**ARBEITSANWEISUNGEN**:
A - Erklären Sie in ein bis drei Sätzen, wie Frank Stronach laut der Rede von Bundesrat Zelina seinen Wunsch begründete, Sebastian Kurz in sein Team zu holen.
B - Führen Sie die Rede von Bundesrat Zelina im Anschluss an ihren letzten Satz weiter.

13.10.06

Bundesrat Mag. Gerald Zelina (ohne Fraktionszugehörigkeit, Niederösterreich): Sehr geehrter Herr Bundeskanzler Kurz! Sehr geehrter Herr Vizekanzler Strache! Liebes neues Regierungsteam! Liebe Zuschauer vor den Fernsehgeräten! Als Frank Stronach im April 2013 bereits zwei Landtagswahlen recht erfolgreich geschlagen hatte, mit 10 und 11 Prozent, kam er zu uns und sagte, er hätte gerne Sebastian Kurz in seinem Team (Heiterkeit bei der ÖVP), eine Reformbewegung in Österreich mit guten Leuten hätte ein Potenzial von 30 Prozent und er würde Sebastian Kurz zum Bundeskanzler machen. (Heiterkeit bei der ÖVP. – Bundesrätin Grimling: Der Stronach?)

Ja, Herr Sebastian Kurz, Sie sind heute Bundeskanzler, Sie können Ihrem Schicksal nicht entrinnen, Sie wären auch unter Frank Stronach Bundeskanzler geworden. (Neuerliche Heiterkeit bei der ÖVP. – Bundesrat Preineder: Da siehst du, wie gut der Kurz ist, der hat dem Frank sogar gefallen!)

**DATENÜBERSICHT**:

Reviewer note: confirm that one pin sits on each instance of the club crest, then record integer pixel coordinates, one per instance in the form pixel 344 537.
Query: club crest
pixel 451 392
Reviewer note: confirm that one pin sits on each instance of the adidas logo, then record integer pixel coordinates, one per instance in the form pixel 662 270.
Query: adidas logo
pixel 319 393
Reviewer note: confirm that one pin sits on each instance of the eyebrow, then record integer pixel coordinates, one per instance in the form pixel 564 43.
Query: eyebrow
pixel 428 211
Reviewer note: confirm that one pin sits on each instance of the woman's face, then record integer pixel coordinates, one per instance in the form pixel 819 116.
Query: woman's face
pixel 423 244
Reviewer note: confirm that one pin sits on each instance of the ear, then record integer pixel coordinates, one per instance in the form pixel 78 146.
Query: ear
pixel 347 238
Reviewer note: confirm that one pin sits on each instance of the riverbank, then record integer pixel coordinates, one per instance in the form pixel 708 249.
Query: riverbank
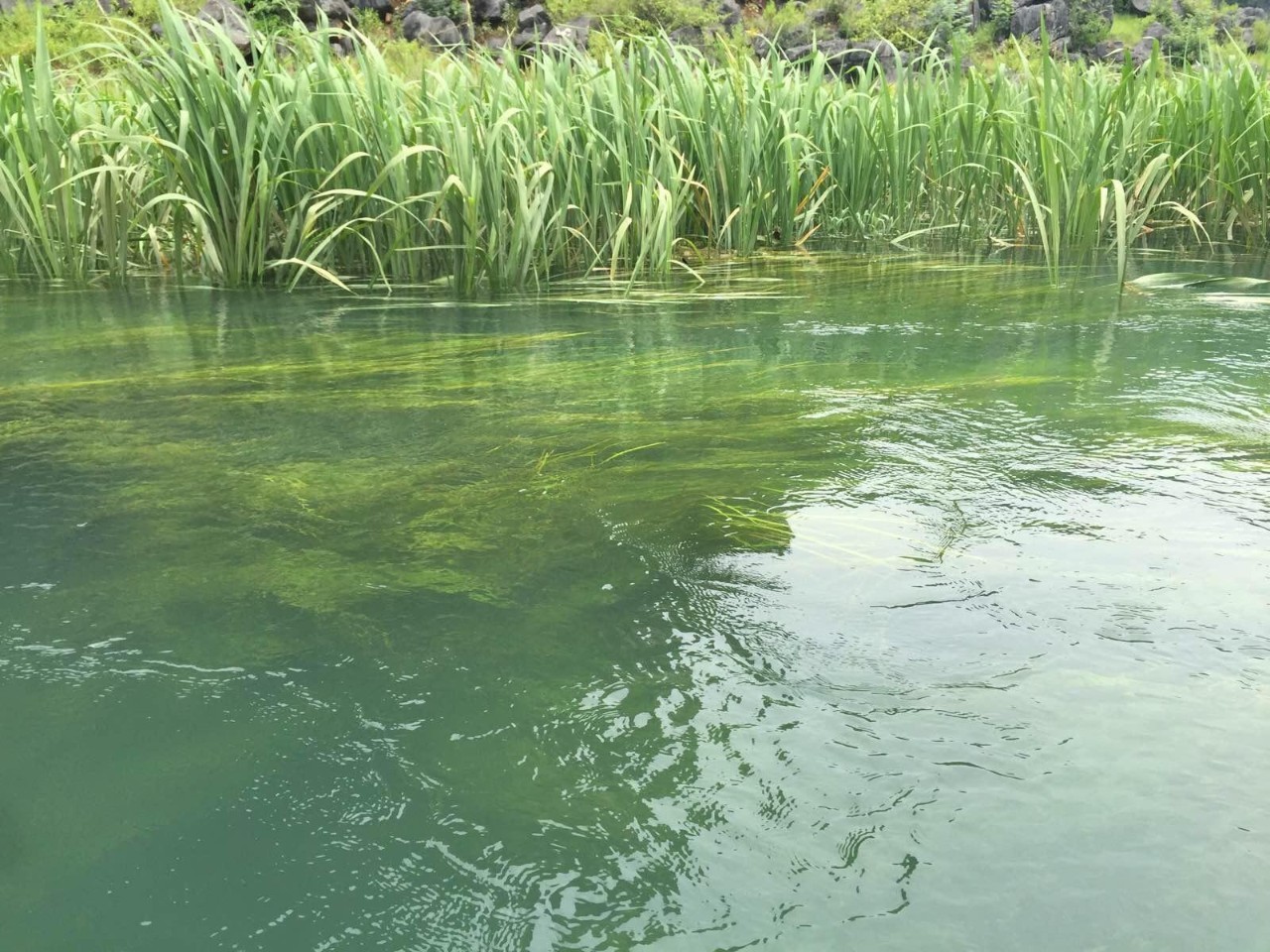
pixel 181 159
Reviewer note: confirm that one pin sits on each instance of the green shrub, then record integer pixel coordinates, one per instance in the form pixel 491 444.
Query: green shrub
pixel 896 21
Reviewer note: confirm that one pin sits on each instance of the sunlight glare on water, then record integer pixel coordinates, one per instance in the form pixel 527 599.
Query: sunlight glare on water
pixel 846 603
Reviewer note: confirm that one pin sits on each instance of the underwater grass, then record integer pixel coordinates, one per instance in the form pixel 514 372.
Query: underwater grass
pixel 177 157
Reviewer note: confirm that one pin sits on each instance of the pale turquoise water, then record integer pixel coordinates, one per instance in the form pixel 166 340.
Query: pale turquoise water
pixel 841 604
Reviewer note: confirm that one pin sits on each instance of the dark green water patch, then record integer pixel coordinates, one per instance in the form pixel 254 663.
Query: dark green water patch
pixel 847 602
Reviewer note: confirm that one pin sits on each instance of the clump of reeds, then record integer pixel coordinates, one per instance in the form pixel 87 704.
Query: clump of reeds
pixel 180 157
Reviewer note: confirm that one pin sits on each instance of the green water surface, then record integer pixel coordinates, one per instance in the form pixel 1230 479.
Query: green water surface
pixel 837 604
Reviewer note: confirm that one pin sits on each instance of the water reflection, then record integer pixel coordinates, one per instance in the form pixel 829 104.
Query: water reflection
pixel 887 604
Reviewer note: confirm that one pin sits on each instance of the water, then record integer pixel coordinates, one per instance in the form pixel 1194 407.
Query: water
pixel 842 604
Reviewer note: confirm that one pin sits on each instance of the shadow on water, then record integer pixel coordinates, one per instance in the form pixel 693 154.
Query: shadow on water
pixel 677 621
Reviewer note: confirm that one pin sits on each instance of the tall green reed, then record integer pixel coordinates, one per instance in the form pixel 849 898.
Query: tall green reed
pixel 180 157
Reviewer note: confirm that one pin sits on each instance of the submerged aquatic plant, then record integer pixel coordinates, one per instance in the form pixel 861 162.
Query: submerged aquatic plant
pixel 178 157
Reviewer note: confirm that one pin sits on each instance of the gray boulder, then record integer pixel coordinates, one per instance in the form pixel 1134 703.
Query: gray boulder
pixel 532 23
pixel 227 17
pixel 1107 51
pixel 439 32
pixel 338 13
pixel 1026 21
pixel 1142 50
pixel 689 36
pixel 572 35
pixel 848 59
pixel 488 10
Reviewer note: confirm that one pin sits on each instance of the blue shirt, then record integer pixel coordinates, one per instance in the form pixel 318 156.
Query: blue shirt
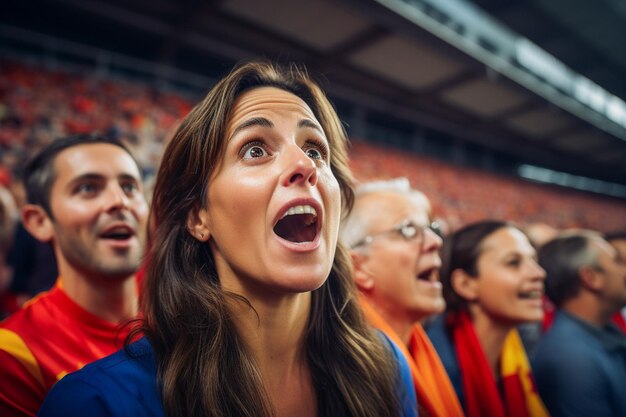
pixel 126 385
pixel 441 339
pixel 580 369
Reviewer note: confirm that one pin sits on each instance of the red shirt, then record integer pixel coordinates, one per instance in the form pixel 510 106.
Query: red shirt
pixel 47 339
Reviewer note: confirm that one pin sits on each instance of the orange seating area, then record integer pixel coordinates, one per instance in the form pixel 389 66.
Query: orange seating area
pixel 37 105
pixel 461 195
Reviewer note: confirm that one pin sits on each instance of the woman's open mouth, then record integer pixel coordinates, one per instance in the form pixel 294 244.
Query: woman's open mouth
pixel 298 224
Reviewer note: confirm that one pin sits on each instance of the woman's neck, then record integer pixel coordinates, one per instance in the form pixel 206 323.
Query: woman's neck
pixel 274 331
pixel 491 336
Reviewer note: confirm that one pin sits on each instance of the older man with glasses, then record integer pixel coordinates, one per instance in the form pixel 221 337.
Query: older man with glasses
pixel 394 245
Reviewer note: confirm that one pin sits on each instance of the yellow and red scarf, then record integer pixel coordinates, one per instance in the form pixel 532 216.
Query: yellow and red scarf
pixel 435 394
pixel 519 396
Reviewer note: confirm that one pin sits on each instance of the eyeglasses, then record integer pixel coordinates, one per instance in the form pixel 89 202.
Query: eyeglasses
pixel 407 229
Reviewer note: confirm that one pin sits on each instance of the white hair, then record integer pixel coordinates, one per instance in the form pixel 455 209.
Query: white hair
pixel 355 227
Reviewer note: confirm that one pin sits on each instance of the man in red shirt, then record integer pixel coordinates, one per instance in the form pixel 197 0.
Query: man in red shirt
pixel 85 199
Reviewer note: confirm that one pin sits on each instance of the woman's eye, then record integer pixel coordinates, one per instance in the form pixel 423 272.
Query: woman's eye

**LÖSUNGEN**:
A - Stronach meinte, eine Reformbewegung in Österreich mit guten Leuten hätte ein Potenzial von 30 Prozent. Mit Kurz in seinem Team würde er ihn deshalb zum Bundeskanzler machen.

B -
Wir haben auch vor dieser Nationalratswahl im Jahr 2017 noch versucht, ein gutes Team zusammenzustellen. Wir haben Gespräche geführt, unter anderen intensiv mit Dr. Josef Moser, dem ehemaligen Rechnungshofpräsidenten, den wir gerne gehabt hätten. Ich freue mich, dass Dr. Josef Moser jetzt im Regierungsteam ist. Und wir hätten natürlich auch gerne Dr. Karin Kneissl im Team gehabt; wir haben auch mit ihr Gespräche geführt (Vizekanzler Strache: Die Besten sitzen hier!), wir haben sogar gemeinsam mit Dr. Karin Kneissl ein Buch herausgebracht:  „Wachablöse – Auf dem Weg in eine chinesische Weltordnung“. Das Buch ist sehr zu empfehlen, lesen Sie es! Ich freue mich sehr, Frau Dr. Kneissl, dass Sie auch im Regierungsteam vertreten sind. Das ist wirklich ein Topteam – die Republik ist in guten Händen.

Zur Außenpolitik: Wir haben im Jahr 2018 den EU-Vorsitz. Österreich hat über 1 000 Jahre eine tragende und führende Rolle in Europa innegehabt, und ich finde, Österreich sollte auch in Zukunft Europa aktiv mitgestalten und die Rolle als unbe­deutender Nebendarsteller im Konzert der internationalen Mächte ablegen. Das heißt in der Außenpolitik auch wieder Allianzbildungen, auch mit unseren ehemaligen Mo­narchiepartnern. Allianzen sind wichtig, auch im Hinblick auf die EU-Integration der Balkanländer, im Hinblick auf einen gemeinsamen Außengrenzschutz für die EU. In diese Richtung sollten wir gehen.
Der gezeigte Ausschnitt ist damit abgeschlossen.